Requirements:
- A) Copy, word for word, the stretch from "The video with" through "reversed Banks’ conviction." in the passage about Banks' overturned conviction.
- B) Extend the passage about the California Innocence Project's work on Banks' case, picking up right after its final sentence.

--- START OF Document section ---

Banks had reached out to the San Diego-based nonprofit before, but with no indication that the victim was going to recant her story, they had to reject his case.
“In our system, the presumption of innocence goes away once you’re convicted. So now, we are starting with the presumption of guilt, and that’s very, very hard to undo,” said Alissa Bjerkhoel, litigation coordinator for the California Innocence Project.
Bjerkhoel said in order to reverse a conviction in California you must have “new evidence that completely undermines the prosecution’s case and points unerringly to innocence.”
The video with Banks’ accuser’s confession was just what they needed to prove his innocence.
“It was the type of evidence that is so compelling that you don’t get that very often, and as soon as I saw that video, I knew there was no way we were gonna turn this guy down,” Bjerkhoel said.
Bjerkhoel and the rest of the team at CIP, made up of mostly student volunteers from California Western School of Law, got to work.
On May 24, 2012, with Bjerkhoel and CIP founder Justin Brooks by his side, the judge reversed Banks’ conviction.

--- END OF Document section ---
--- START OF Listing ---

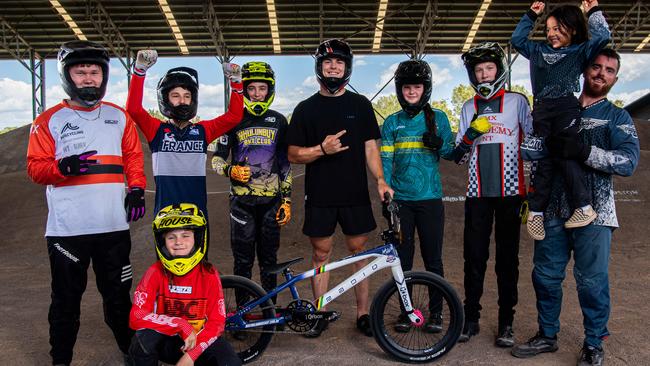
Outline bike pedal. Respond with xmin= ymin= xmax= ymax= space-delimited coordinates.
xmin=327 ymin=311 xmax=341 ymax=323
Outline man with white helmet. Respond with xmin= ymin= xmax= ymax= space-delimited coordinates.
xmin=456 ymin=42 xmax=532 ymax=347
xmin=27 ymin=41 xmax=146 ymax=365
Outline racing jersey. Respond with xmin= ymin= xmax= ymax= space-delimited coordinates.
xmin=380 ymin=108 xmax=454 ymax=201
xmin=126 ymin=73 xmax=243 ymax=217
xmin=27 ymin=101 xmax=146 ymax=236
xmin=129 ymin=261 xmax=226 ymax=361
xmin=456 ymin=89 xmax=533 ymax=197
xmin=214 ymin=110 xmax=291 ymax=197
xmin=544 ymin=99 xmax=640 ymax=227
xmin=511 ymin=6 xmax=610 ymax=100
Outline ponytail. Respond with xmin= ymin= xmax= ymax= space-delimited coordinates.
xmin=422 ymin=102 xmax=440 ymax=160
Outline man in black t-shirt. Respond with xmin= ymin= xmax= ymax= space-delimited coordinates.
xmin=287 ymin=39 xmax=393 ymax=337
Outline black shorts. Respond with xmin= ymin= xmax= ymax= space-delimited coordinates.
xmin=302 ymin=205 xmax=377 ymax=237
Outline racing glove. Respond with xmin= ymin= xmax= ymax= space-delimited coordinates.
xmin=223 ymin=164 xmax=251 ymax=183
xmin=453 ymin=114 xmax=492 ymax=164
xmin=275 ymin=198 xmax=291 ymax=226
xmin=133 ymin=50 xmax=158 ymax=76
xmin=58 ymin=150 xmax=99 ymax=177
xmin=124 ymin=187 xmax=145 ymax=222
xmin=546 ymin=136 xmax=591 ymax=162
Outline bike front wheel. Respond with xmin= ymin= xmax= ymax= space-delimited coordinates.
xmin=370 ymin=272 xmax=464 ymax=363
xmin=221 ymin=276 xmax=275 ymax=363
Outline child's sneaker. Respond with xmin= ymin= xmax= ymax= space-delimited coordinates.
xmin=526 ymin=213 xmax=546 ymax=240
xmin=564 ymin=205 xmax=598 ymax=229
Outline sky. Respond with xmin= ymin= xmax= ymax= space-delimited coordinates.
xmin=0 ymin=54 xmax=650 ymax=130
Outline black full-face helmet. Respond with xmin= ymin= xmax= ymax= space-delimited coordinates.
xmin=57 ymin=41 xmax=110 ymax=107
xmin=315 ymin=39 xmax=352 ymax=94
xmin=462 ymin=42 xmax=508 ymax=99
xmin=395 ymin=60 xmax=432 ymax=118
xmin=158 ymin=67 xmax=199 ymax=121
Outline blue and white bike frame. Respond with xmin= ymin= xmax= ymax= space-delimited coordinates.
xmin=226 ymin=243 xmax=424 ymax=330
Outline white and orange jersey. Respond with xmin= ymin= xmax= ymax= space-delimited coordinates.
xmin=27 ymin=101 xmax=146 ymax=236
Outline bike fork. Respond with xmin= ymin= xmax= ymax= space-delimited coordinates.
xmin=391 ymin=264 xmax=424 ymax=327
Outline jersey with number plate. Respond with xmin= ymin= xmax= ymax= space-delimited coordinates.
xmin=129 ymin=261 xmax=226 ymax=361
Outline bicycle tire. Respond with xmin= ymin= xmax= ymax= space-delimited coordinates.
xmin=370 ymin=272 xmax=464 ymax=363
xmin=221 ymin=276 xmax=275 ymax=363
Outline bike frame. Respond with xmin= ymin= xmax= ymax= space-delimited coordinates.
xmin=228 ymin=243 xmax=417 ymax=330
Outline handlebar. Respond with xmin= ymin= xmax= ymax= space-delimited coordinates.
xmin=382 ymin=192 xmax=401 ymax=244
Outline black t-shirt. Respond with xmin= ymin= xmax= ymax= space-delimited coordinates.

--- END OF Listing ---

Replies:
- A)
The video with Banks’ accuser’s confession was just what they needed to prove his innocence.
“It was the type of evidence that is so compelling that you don’t get that very often, and as soon as I saw that video, I knew there was no way we were gonna turn this guy down,” Bjerkhoel said.
Bjerkhoel and the rest of the team at CIP, made up of mostly student volunteers from California Western School of Law, got to work.
On May 24, 2012, with Bjerkhoel and CIP founder Justin Brooks by his side, the judge reversed Banks’ conviction.

- B)
“It’s so crazy how a decade of just a horrible life and all of the things that Brian had to go through literally just got undone in like one second, with just a few words -- the judge just saying ‘petition granted,’” Bjerkhoel said. “It was overwhelming and I cried, Brian cried, and it was a very powerful moment.”
Bjerkhoel said seeing that powerful moment played out on the big screen still brings her to tears.
“Because it’s not just Brian’s case, but I have flashbacks of every single one of our clients where we’ve sat in that room and the judge says ‘petition granted,’and it is a flood of emotions, and it’s what we live for,” Bjerkhoel said.
The California Innocence Project gets about 1,500 new requests for assistance each year. To date, the nonprofit has helped to exonerate 27 people and have never charged for their services.